*** Excerpt

DHS should integrate health workers into their screening process

Although we cannot know his tone, when Dr. Alexander Eastman said to the New York Times, “Border Patrol is a law enforcement agency…not a humanitarian agency,”we might hope that as a doctor his words came out as a lamentation. Regretful or matter of fact, these remarks of Eastman — the senior medical official at the Department of Homeland Security responsible for standing up health services at facilities operated by border protection and ICE — point to what is needed to guide the comprehensive approach to migrants’ care he aims to establish: the ethical norms of humanitarian health services.
The principle of respect for humanity reminds us that all people deserve respect. This encompasses respect for the capability to be healthy, a foundation for a live worth living. DHS is not responsible for upholding the capability to be healthy; neither should the agency threaten it.
{mosads}Its border facilities, rather, should be designed to minimize and, where possible, prevent further harm to health. In practice this means several things. Ending the detention of asylum-seekers for protracted periods is the principal reform required in light of the health consequences of the carceral conditions that characterize border facilities.
Eastman should campaign for this tirelessly. The integration of health workers into admission processes and providing health screenings for asylum-seekers is also essential. Canada, for example, provides an Immigration Medical Exam: an examination of physical and mental health, and tests for specific infectious diseases.
This is done only partly for the sake of migrants, and it raises vexing ethical questions concerning bodily integrity and privacy, in addition to fair resource allocation; still Canadians have opted for a harm prevention and reduction approach, and determined that asylum-seekers found to be in need of health services should receive not only emergency but also a set of basic services as they await hearings on their immigration status (and not usually in detention).
Even before the reach CBP, preventing and mitigating harm effectively in the particular context of forced migration and displacement involves reckoning with people’s rupture and flight due to violence and deprivation, and their perilous journey.

******

Problem details: Print the passage of the piece on migrant health care at border facilities, starting at "Eastman should campaign" and ending at "usually in detention).".

*** Data to examine

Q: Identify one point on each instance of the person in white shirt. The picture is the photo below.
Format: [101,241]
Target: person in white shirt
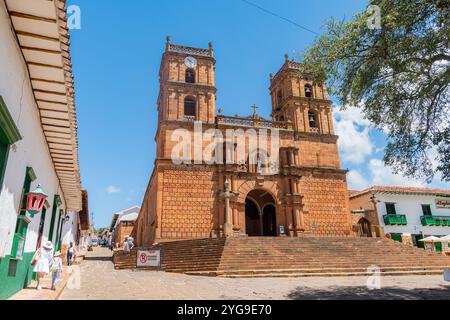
[56,269]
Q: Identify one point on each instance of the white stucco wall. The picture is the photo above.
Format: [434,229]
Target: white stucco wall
[70,229]
[32,150]
[411,206]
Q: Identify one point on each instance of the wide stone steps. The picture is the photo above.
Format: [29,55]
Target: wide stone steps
[291,257]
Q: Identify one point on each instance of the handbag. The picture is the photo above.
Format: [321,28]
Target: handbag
[36,257]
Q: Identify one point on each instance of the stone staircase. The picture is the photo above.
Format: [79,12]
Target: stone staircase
[292,257]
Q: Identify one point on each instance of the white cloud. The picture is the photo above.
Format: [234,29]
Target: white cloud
[382,175]
[356,181]
[353,130]
[112,189]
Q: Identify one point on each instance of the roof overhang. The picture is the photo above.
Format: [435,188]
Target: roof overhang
[43,36]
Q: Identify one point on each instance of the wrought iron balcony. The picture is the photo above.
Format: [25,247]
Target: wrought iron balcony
[395,219]
[435,221]
[253,122]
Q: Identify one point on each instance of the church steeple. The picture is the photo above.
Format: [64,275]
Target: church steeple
[295,97]
[187,84]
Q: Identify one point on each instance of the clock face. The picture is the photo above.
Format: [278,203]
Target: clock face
[190,62]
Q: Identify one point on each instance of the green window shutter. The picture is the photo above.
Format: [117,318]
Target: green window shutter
[390,208]
[4,151]
[9,134]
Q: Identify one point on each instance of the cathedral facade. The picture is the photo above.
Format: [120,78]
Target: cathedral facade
[304,193]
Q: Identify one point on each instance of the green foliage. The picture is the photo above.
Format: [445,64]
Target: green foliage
[399,75]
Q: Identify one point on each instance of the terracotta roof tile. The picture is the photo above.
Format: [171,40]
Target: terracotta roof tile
[405,190]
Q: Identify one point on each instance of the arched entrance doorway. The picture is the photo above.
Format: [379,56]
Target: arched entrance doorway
[364,228]
[260,214]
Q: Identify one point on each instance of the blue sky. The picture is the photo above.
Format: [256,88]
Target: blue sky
[116,57]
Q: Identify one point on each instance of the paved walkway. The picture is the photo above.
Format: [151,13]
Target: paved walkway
[97,279]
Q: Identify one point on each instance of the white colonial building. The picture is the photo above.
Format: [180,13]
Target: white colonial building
[403,212]
[38,134]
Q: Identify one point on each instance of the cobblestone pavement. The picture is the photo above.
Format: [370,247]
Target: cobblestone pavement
[99,280]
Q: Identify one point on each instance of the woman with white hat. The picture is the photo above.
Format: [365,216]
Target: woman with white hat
[42,261]
[56,269]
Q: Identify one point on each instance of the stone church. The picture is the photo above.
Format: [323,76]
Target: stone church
[306,196]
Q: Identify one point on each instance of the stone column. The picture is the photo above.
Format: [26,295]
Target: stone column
[228,225]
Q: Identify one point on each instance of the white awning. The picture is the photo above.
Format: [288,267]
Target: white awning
[43,36]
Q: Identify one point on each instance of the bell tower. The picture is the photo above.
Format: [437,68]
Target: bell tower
[296,98]
[187,84]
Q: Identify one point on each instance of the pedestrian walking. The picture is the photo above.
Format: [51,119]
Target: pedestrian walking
[41,262]
[70,253]
[56,269]
[126,246]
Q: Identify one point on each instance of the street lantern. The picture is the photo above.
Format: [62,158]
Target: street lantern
[36,200]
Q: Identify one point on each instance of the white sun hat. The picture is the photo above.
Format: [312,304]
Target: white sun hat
[431,239]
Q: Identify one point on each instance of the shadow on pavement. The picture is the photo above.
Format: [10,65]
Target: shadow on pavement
[98,258]
[363,293]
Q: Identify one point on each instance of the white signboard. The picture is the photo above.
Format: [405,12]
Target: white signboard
[149,258]
[442,203]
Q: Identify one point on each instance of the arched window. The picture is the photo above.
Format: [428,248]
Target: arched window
[189,106]
[312,119]
[190,75]
[308,91]
[279,98]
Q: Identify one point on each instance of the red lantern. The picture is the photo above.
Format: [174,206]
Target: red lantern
[35,201]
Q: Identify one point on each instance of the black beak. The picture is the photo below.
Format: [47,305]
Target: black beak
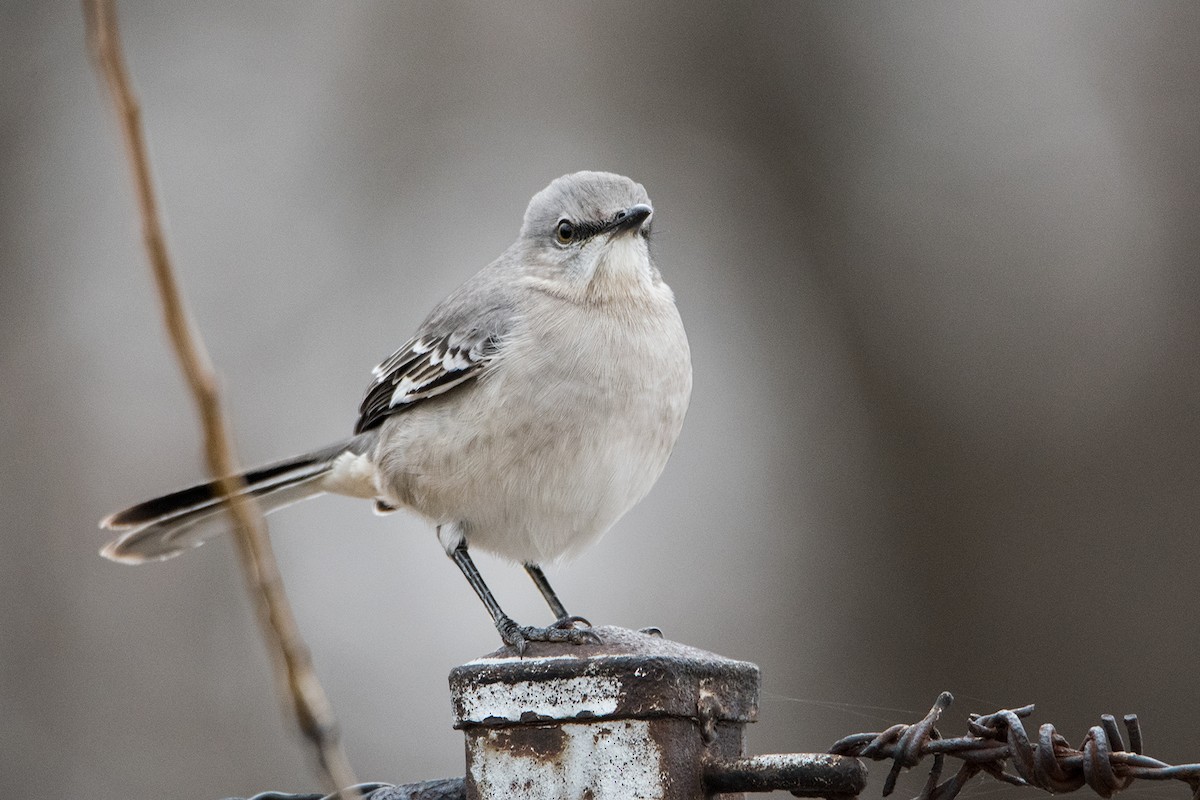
[630,218]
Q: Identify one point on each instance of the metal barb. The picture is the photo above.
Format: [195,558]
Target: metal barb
[999,741]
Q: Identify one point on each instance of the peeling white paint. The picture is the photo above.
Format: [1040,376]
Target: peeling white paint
[561,698]
[616,759]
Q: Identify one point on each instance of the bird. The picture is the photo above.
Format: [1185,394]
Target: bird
[533,407]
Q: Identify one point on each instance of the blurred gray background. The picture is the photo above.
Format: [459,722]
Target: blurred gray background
[939,269]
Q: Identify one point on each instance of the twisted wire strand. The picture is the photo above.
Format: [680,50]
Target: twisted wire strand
[996,743]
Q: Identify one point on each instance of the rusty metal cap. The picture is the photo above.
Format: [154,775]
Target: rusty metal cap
[629,675]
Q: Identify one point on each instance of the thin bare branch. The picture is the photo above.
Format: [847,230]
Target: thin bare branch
[294,672]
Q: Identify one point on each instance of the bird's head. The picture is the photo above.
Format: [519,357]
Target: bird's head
[588,235]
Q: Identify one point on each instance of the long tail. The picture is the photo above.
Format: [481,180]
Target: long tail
[166,527]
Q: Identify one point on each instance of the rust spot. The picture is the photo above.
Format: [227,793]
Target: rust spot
[543,743]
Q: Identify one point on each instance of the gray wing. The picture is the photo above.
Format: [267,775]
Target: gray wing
[455,346]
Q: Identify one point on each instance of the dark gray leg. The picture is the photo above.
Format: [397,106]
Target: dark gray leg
[515,636]
[547,591]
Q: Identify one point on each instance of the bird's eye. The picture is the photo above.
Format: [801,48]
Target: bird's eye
[564,233]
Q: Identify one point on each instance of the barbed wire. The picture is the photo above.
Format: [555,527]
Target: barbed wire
[996,740]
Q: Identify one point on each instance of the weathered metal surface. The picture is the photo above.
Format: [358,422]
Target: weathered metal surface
[629,675]
[635,717]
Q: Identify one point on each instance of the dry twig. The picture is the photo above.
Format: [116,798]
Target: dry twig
[294,672]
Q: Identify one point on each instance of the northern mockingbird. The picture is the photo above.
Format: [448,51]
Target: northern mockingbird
[532,409]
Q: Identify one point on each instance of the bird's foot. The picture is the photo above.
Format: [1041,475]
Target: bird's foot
[571,630]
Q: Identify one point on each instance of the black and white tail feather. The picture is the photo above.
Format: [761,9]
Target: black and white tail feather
[173,523]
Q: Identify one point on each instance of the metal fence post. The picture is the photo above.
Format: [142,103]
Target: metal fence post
[637,717]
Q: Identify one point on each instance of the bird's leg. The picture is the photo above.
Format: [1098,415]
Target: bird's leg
[515,636]
[556,606]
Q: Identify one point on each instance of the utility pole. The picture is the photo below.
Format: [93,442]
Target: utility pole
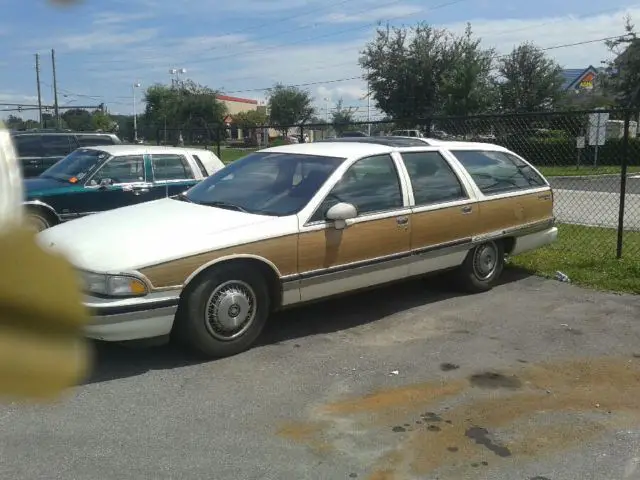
[368,105]
[55,88]
[39,91]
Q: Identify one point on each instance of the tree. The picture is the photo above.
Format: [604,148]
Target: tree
[342,118]
[78,120]
[418,72]
[184,105]
[103,122]
[289,106]
[529,81]
[467,86]
[622,79]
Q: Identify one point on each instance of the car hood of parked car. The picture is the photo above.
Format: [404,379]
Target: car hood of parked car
[129,238]
[43,186]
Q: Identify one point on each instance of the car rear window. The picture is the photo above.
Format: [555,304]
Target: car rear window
[93,140]
[496,172]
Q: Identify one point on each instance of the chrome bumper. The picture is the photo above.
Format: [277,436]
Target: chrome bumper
[121,319]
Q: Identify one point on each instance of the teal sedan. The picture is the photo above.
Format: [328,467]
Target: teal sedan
[101,178]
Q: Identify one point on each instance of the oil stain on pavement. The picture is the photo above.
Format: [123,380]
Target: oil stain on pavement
[454,427]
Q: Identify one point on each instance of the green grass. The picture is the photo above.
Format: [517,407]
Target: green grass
[584,170]
[587,255]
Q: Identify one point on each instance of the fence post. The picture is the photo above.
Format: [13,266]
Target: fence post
[623,182]
[218,142]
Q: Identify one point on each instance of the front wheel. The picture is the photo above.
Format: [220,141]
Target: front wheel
[225,312]
[482,267]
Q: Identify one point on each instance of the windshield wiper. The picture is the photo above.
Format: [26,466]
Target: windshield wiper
[227,205]
[183,197]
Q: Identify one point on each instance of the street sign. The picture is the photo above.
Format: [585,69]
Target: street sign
[597,131]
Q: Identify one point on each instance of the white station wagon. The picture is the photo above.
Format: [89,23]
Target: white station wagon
[290,224]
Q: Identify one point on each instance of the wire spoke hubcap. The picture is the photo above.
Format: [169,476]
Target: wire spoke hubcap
[485,261]
[230,310]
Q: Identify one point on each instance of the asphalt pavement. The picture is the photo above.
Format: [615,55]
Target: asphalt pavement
[536,379]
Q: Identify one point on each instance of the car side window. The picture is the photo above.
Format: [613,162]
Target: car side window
[494,173]
[432,179]
[56,145]
[124,169]
[371,185]
[28,145]
[171,167]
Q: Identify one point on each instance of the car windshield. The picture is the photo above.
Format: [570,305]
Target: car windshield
[77,165]
[265,183]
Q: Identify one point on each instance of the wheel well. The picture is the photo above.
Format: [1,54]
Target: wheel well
[269,275]
[508,244]
[43,212]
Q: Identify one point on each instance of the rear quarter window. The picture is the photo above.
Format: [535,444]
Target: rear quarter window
[498,172]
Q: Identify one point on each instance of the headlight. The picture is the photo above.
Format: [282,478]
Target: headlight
[113,285]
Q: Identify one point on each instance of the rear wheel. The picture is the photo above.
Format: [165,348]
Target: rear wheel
[482,267]
[225,312]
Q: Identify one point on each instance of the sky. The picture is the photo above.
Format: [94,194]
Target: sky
[244,47]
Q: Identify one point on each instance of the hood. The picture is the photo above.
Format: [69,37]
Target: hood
[44,186]
[154,232]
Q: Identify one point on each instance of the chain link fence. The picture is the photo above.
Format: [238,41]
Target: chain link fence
[591,159]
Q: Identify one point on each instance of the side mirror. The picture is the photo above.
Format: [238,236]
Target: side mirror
[340,213]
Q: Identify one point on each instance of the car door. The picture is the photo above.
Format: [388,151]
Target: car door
[444,215]
[128,185]
[373,249]
[172,174]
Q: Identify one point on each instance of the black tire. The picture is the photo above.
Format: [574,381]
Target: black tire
[482,267]
[239,291]
[36,220]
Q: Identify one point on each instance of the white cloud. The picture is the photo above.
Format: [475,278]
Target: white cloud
[117,18]
[372,15]
[300,64]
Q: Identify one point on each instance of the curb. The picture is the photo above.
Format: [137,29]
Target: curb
[603,175]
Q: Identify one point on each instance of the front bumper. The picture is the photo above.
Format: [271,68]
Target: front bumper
[122,319]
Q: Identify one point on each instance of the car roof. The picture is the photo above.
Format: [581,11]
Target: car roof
[57,132]
[127,149]
[390,141]
[339,148]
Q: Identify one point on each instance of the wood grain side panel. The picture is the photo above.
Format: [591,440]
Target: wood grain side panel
[359,242]
[443,226]
[515,211]
[282,252]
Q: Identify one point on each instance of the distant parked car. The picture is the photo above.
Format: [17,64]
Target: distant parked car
[407,133]
[353,134]
[39,149]
[96,179]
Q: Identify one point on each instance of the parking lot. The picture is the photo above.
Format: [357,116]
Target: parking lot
[534,380]
[595,200]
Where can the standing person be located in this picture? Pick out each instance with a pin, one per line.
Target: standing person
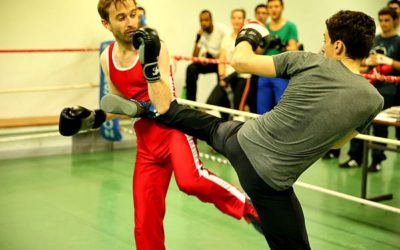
(261, 13)
(141, 12)
(269, 153)
(285, 35)
(395, 5)
(384, 59)
(208, 44)
(228, 93)
(161, 151)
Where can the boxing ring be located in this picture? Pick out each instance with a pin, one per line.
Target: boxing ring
(126, 128)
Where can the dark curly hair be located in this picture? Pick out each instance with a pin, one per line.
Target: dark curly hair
(355, 29)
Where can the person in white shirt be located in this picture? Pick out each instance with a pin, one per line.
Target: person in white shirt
(208, 44)
(229, 92)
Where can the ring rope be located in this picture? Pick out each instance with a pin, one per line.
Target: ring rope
(49, 50)
(384, 78)
(226, 162)
(252, 115)
(48, 88)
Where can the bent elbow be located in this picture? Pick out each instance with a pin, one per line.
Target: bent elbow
(238, 63)
(162, 109)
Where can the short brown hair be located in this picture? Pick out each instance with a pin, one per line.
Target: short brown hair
(355, 29)
(275, 0)
(103, 5)
(388, 11)
(239, 10)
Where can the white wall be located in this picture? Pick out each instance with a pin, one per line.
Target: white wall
(76, 24)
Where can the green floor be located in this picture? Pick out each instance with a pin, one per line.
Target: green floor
(84, 202)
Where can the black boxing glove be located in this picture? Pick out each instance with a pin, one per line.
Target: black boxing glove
(255, 33)
(75, 119)
(147, 42)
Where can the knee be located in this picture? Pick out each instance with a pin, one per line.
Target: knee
(192, 69)
(188, 187)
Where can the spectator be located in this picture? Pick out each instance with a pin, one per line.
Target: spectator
(208, 44)
(384, 59)
(261, 13)
(228, 93)
(270, 90)
(395, 4)
(141, 12)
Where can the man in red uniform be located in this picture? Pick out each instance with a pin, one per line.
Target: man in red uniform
(161, 151)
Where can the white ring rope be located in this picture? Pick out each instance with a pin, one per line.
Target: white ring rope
(224, 161)
(27, 137)
(48, 88)
(252, 115)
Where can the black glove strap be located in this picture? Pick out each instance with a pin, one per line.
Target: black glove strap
(151, 72)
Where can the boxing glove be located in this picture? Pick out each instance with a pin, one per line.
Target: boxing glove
(74, 119)
(255, 33)
(147, 42)
(382, 59)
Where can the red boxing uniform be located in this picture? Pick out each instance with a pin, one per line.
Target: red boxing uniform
(162, 151)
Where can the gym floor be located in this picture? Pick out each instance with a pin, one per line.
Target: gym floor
(84, 202)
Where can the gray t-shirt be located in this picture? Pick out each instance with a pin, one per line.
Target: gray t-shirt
(323, 103)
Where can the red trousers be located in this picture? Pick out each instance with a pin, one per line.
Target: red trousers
(162, 151)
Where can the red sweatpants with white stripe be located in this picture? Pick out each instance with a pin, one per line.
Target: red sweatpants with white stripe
(162, 151)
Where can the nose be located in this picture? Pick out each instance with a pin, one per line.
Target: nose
(131, 20)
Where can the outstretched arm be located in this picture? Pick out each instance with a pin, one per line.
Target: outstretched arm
(244, 60)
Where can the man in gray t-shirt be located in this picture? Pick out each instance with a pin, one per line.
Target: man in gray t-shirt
(301, 129)
(327, 102)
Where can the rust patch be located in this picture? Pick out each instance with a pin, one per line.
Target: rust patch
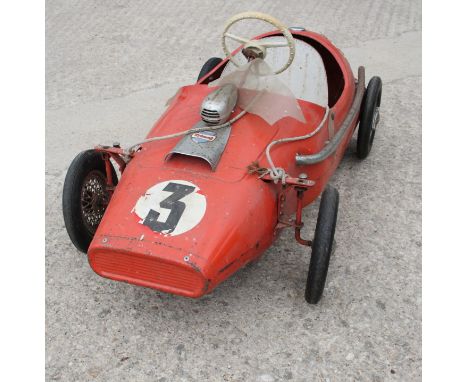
(226, 266)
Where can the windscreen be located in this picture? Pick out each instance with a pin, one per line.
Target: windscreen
(260, 92)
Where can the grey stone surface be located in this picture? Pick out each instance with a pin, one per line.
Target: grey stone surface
(111, 66)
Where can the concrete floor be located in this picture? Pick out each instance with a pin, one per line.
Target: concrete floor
(110, 67)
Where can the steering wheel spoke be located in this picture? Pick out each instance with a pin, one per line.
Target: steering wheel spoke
(237, 38)
(260, 44)
(271, 44)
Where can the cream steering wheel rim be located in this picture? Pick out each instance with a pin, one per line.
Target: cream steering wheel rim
(266, 18)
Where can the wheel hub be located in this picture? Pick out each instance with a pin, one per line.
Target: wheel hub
(94, 200)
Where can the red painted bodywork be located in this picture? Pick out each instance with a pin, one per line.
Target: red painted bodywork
(241, 214)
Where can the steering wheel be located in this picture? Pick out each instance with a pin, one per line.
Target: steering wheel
(260, 46)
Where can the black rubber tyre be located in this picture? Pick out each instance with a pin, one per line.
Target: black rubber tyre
(322, 245)
(369, 117)
(85, 198)
(208, 67)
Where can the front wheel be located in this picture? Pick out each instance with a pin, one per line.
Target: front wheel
(369, 117)
(322, 245)
(85, 197)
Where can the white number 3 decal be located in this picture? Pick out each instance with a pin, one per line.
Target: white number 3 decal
(172, 207)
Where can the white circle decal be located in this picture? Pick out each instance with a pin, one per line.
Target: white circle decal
(171, 207)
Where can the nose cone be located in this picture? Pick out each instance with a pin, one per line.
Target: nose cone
(182, 236)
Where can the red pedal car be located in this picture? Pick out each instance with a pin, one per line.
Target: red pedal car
(231, 162)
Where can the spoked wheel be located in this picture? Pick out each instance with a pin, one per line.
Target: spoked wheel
(369, 118)
(85, 197)
(322, 245)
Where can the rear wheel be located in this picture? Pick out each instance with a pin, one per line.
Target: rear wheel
(85, 197)
(369, 118)
(322, 245)
(208, 67)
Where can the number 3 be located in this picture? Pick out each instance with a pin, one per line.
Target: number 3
(172, 203)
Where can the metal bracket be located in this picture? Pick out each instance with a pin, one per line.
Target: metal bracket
(300, 184)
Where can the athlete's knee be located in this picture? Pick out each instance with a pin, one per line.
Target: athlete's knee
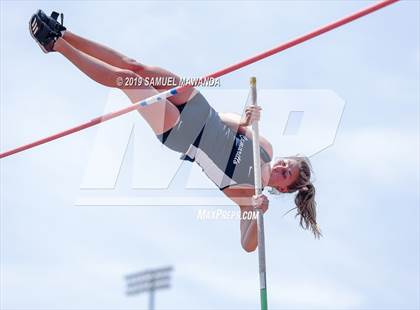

******

Written answer:
Eastman should campaign for this tirelessly. The integration of health workers into admission processes and providing health screenings for asylum-seekers is also essential. Canada, for example, provides an Immigration Medical Exam: an examination of physical and mental health, and tests for specific infectious diseases.
This is done only partly for the sake of migrants, and it raises vexing ethical questions concerning bodily integrity and privacy, in addition to fair resource allocation; still Canadians have opted for a harm prevention and reduction approach, and determined that asylum-seekers found to be in need of health services should receive not only emergency but also a set of basic services as they await hearings on their immigration status (and not usually in detention).